======== Extrait choisi ========

L'armée française, qui représente à elle seule 80 pour 100 des effectifs engagés dans la bataille, est plus ardente que jamais ; la ruée ennemie ne l'a ni usée, ni déprimée ; elle dispose d'un armement bien au point et surtout de l'instrument de rupture par excellence, le char d'assaut, dont l'emploi en grand va faciliter et soutenir l'effort de l'infanterie, contrebalancer l'effet des gaz toxiques et opposer aux sturmbataillons allemands une tactique nouvelle. Le moral du soldat est magnifique.

LA PRÉPARATION DE L'OFFENSIVE ALLIÉE DU 18 JUILLET.

L'ennemi n'est pas sans inquiétude, il s'est rendu compte que les opérations heureuses menées par les Français, de la fin de juin au 15 juillet, dégageant la forêt de Villers-Cotterets, leur ont rendu d'excellentes positions d'attaque.

Le 11 juillet, le commandant de la 61 division allemande, en ligne au sud de l'Aisne, écrivait : "Les différentes petites attaques françaises peuvent être considérées comme les signes précurseurs d'une offensive de grande envergure."

Mais le haut commandement allemand, renouvelant l'erreur de von Klück en 1914 au sujet de l'armée Maunoury, s'est trompé sur la puissance des moyens alliés ; non seulement il n'a pas renforcé ce secteur dangereux, mais il a prélevé quelques divisions sur ses réserves pour nourrir son offensive dans les secteurs de la Marne et de Champagne.

La concentration des armées Mangin et Degoutte, admirablement camouflée, se fait en trois nuits : fantassins, chars d'assaut, cavalerie, artillerie formidable, sont amenés dans le plus grand secret.

De l'Aisne à la Marne, le front allemand est tenu par une partie de la VIIe Armée (von Boehn) qui échelonne sur cette distance 12 divisions en ligne ; 8 divisions forment la réserve du secteur.

LE GÉNÉRAL MANGIN DEVANT SON P. C.

Pétain a massé en face, du nord au sud :

La 10e Armée (Mangin) de l'Aisne à l'Ourcq : 1er corps (Lacapelle), 20e corps (Berdoulat), 30e corps (Penet), 11e corps (Prax), 1re D. I. américaine (Summerall), 2e D. I. américaine (Harbord). 15e D. I. écossaise.

La 6e Armée (Degoutte) de l'Ourcq à Château-Thierry : 2e corps (Philipot), 7e corps (Massenet), 26e D. I. américaine (Edwards), le D. I. Américaine (Cameron).

Soit l'équivalent de 21 divisions en ligne (la division américaine représentant environ deux divisions françaises).

Le but de l'attaque est la voie ferrée de Fère-en-Tardenois, la seule artère qui assure le ravitaillement des centaines de milliers d'Allemands engouffrés dans la poche de Château-Thierry. Si cette voie est prise, ou tout au moins tombe sous le feu de l'artillerie, la vie des armées allemandes deviendra impossible au sud de la Vesle.

======== Informations affichées ========

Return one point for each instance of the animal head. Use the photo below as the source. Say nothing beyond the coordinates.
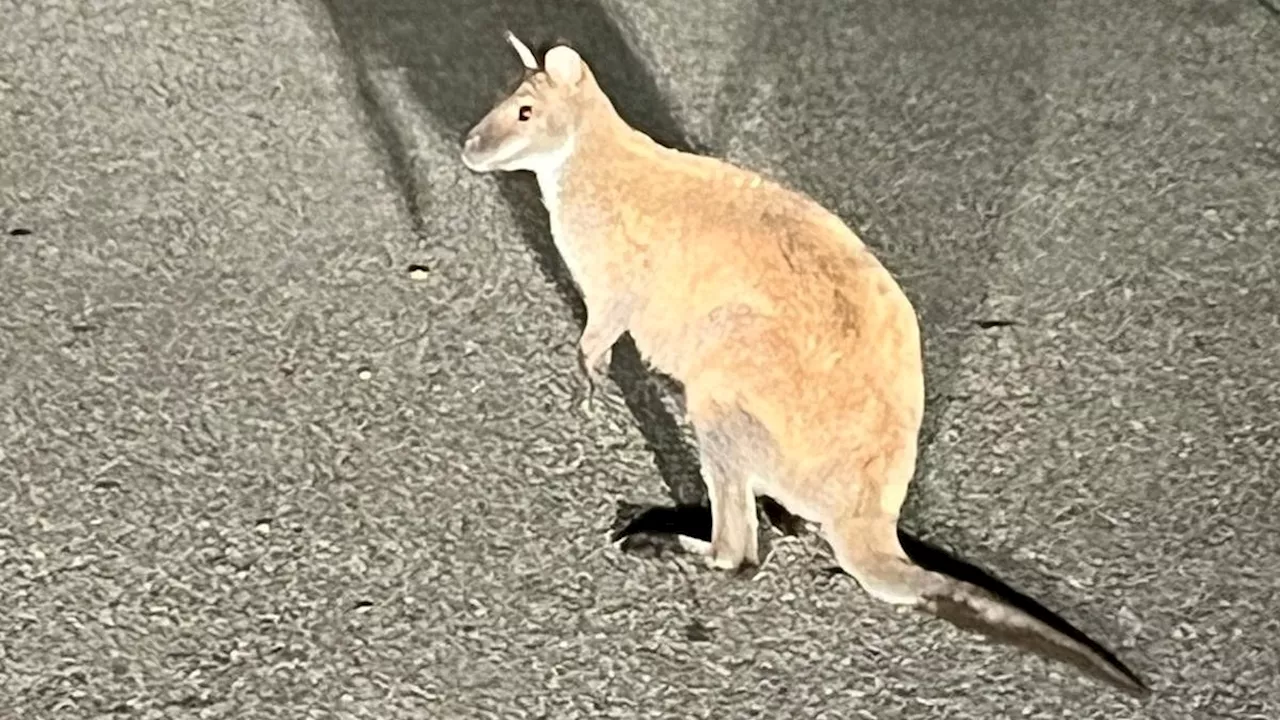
(534, 127)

========

### Défis
(a) Répondez à ces questions sur l'extrait :
(i) Quelle part des effectifs engagés dans la bataille l'armée française représente-t-elle ?
(ii) En combien de nuits se fait la concentration des armées Mangin et Degoutte ?
(iii) Quel est le but de l'attaque ?
(b) Reproduisez, s'il vous plaît, le passage de l'extrait qui commence aux mots « LE GÉNÉRAL MANGIN » et s'arrête après « D. I. écossaise. ».
Les lignes n'ont aucun rapport avec l'extrait.

### Résultats par tâche
(a)
(i) 80 pour 100 des effectifs engagés.
(ii) En trois nuits.
(iii) La voie ferrée de Fère-en-Tardenois.

(b)
LE GÉNÉRAL MANGIN DEVANT SON P. C.

Pétain a massé en face, du nord au sud :

La 10e Armée (Mangin) de l'Aisne à l'Ourcq : 1er corps (Lacapelle), 20e corps (Berdoulat), 30e corps (Penet), 11e corps (Prax), 1re D. I. américaine (Summerall), 2e D. I. américaine (Harbord). 15e D. I. écossaise.